Extend the forum thread on misused NM cable, picking up after its final line.

# DOCUMENT EXCERPT
************

# Misuse of NM



## jar546 (Mar 2, 2011)

Type IIB construction.  Apartments above this future business/mercantile space (tbd).  This will be the drop ceiling area when the space gets a fit out.

Just love seeing this.  I believe there was a 1 hour separation for this. (did plan review 2 years ago)

Anyway.  Nice when people are caught.


----------



## Pcinspector1 (Mar 2, 2011)

Jar,

Agree current NM is in violation, and if a drop ceiling is installed then the NM would still be a NEC code violation correct?

Is that a fire rated foam or insulation?

pc1


----------



## KZQuixote (Mar 2, 2011)

"Just love seeing this."

Who did the plan review for the apartment permit? I realize that you're not responsible, but did you flag the separation?

Bill


----------



## 480sparky (Mar 2, 2011)

Interesting.   Hopefully they're not 'phased' with the tape because they're paralleled.


----------



## Darren Emery (Mar 3, 2011)

Just curious - anyone else unable to view Jar's photos becuase of an IT deparment block on photobucket?  I'm bummed that I cannot check out the latest photos!


----------



## 480sparky (Mar 3, 2011)

Try right-clicking on the 'image', then choose "Show Image" or "View Image".


----------



## Francis Vineyard (Mar 3, 2011)

The foam sealant used here is most likely for draftstopping not rated ASTM E 814 or UL 1479. 



Though not electrical related it appears below the rated ceiling are steel beams of supporting construction. And what’s that a wood block at the plumbing penetration? And does anyone have a problem with metal hanger supporting PVC?


----------



## Darren Emery (Mar 3, 2011)

Unfortunately - that doesn't work either.  Photobucket is a blocked site - can't view anything from there at work...


----------



## Pcinspector1 (Mar 3, 2011)

Ya, Francis, why is'nt that beam covered?

The pipes should be sealed with fire stop caulking or other approved item unless there is a fire foam out on the market? Anyone know of such a product thats approved?


----------



## raider1 (Mar 3, 2011)

Pcinspector1 said:
			
		

> Jar,Agree current NM is in violation,* and if a drop ceiling is installed then the NM would still be a NEC code violation correct?*
> 
> Is that a fire rated foam or insulation?
> 
> pc1


Yes, NM cable is not permitted to be installed above a dropped ceiling in other than dwelling units. Check out 334.12(A)(2).

Chris


----------



## fatboy (Mar 3, 2011)

Same thing here Darren.........it sucks.


----------



## 480sparky (Mar 3, 2011)

Darren Emery said:
			
		

> Unfortunately - that doesn't work either.  Photobucket is a blocked site - can't view anything from there at work...





			
				fatboy said:
			
		

> Same thing here Darren.........it sucks.


I hope the OP doesn't mind my copying it to my web server so you can (hopefully) see it:


----------



## fatboy (Mar 3, 2011)

Hey thanks 480sparky!

What a mess!


----------



## TimNY (Mar 3, 2011)

I believe that foam is only rated for sealing around piping as required by the IRC.  In a rated assembly they need a rated penetration.  Not to say there isn't some UL assembly out there with foam.. But I doubt it.


----------



## mtlogcabin (Mar 3, 2011)

Recognized as an Alternate Fireblocking material for residential construction. Tested according to ASTM E84, ASTM E814 (modified), UL 1715.

http://greatstuff.dow.com/products/fireblock/

It is not a FIRESTOP


----------



## TimNY (Mar 3, 2011)

************

(Shape boundary entries)
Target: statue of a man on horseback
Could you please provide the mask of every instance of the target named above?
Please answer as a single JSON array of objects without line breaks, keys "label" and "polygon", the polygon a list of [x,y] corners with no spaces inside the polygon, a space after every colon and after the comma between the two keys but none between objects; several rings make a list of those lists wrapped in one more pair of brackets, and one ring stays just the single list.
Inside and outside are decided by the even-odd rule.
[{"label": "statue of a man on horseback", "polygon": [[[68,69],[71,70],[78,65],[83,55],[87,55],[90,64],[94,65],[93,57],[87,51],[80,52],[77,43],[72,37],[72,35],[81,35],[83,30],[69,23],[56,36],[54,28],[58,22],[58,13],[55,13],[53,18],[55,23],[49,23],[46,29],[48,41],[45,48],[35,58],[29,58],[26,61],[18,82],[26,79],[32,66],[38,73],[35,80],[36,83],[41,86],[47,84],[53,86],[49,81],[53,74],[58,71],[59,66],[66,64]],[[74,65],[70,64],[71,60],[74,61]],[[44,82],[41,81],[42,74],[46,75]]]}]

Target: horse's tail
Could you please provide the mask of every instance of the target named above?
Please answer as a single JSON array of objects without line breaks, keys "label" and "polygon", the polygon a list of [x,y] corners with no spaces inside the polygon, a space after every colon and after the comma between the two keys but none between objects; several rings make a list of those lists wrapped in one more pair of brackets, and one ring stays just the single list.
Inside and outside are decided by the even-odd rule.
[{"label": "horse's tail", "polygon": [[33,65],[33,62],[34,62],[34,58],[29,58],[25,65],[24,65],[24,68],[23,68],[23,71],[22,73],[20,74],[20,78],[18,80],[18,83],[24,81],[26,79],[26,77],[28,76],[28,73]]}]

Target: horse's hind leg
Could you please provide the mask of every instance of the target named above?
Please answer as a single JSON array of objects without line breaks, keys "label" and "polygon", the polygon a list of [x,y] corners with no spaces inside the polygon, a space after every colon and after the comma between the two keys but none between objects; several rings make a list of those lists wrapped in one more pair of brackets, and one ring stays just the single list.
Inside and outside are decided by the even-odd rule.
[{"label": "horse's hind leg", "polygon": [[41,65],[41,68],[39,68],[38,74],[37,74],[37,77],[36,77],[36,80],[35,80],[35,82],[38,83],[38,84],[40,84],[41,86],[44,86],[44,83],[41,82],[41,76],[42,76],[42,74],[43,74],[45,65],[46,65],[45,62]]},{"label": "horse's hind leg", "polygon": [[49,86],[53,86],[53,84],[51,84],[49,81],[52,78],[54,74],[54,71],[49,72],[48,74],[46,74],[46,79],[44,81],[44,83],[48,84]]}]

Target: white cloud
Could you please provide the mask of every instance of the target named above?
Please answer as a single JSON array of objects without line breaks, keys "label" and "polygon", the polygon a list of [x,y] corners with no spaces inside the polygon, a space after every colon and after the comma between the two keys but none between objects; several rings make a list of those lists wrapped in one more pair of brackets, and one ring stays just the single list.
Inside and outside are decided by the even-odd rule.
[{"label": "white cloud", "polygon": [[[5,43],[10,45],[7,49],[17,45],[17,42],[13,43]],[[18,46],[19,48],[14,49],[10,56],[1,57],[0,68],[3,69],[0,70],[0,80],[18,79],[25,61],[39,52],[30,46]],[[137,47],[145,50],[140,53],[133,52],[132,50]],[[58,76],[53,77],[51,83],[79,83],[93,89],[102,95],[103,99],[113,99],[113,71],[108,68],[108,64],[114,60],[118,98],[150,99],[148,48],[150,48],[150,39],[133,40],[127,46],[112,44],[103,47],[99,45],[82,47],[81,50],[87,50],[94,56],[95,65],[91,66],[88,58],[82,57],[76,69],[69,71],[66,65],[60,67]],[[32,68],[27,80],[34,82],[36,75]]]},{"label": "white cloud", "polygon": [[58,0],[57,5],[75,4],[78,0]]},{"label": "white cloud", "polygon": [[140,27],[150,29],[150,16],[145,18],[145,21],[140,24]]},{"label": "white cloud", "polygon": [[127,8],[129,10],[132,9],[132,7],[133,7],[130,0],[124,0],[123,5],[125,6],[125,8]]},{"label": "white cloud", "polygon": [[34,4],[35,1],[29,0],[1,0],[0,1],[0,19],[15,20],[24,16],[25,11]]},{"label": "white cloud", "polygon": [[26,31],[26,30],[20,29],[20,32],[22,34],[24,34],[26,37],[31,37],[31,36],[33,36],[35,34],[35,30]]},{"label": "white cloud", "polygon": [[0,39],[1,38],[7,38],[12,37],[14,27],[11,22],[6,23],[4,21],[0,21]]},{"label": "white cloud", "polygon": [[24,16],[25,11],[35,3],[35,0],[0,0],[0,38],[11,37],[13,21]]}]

************

# THE ANSWER
mtlogcabin said:
			
		

> Recognized as an Alternate Fireblocking material for residential construction. Tested according to ASTM E84, ASTM E814 (modified), UL 1715.http://greatstuff.dow.com/products/fireblock/
> 
> It is not a FIRESTOP


It's not a fireblocking, either.

ESR-1961 "to fill cracks and voids in construction and to fill the annular space created by the penetration of wood fireblocking by pipes and conduits"

"limited to use in nonfire-resistance-rated partitions where combustible fireblocking is... permitted..."


----------



## bgingras (Mar 3, 2011)

That stuff burns pretty well. I was out ona  frame inspection last year and the electrican was playing with pieces of it with a lighter, burned pretty quick. I can see where it will stop a draft...until it melts or burns!


----------



## mtlogcabin (Mar 3, 2011)

Did not check the ESR report.Thanks for keeping me straight

So is that a false or misleading claim on their part ?


----------



## peach (Mar 5, 2011)

Everything burns (or melts)  if subjected to sustained to enough fire long enough (look at the world trade center).   Request and read the manufacturer's literature.  A quick way to check is take a chunk.. light it.. and remove the flame.. if it doesn't sustain combustion, it may be ok.. if your fingers get singed because the product continue to burn.. don't allow it.   Having said that, there may be other issues (including the fall of the drain lines and PVC being used without a sleeve).. but who am I?


----------



## Frank (Mar 7, 2011)

The NM cable is also inadequately supported

The administrative question is, can you reject it now as there is no drop ceiling at this time, reference the sprinkler head locations, and therefore it is not currently a violation.  Who knows, the tenant may go with an exposed ceiling.

As others have said the 1 hour separation is not properly protected at the ceiling penetration for the PVC pipe.

For metallic pipe the foam might be ok as a membrane penetration per 2009 IBC 713.4.1.2 exception 1 as the foam would prevent the "free passage of flame and products of combustion."


----------



## raider1 (Mar 7, 2011)

Frank said:
			
		

> The NM cable is also inadequately supportedThe administrative question is, can you reject it now as there is no drop ceiling at this time, reference the sprinkler head locations, and therefore it is not currently a violation.  Who knows, the tenant may go with an exposed ceiling.
> 
> As others have said the 1 hour separation is not properly protected at the ceiling penetration for the PVC pipe.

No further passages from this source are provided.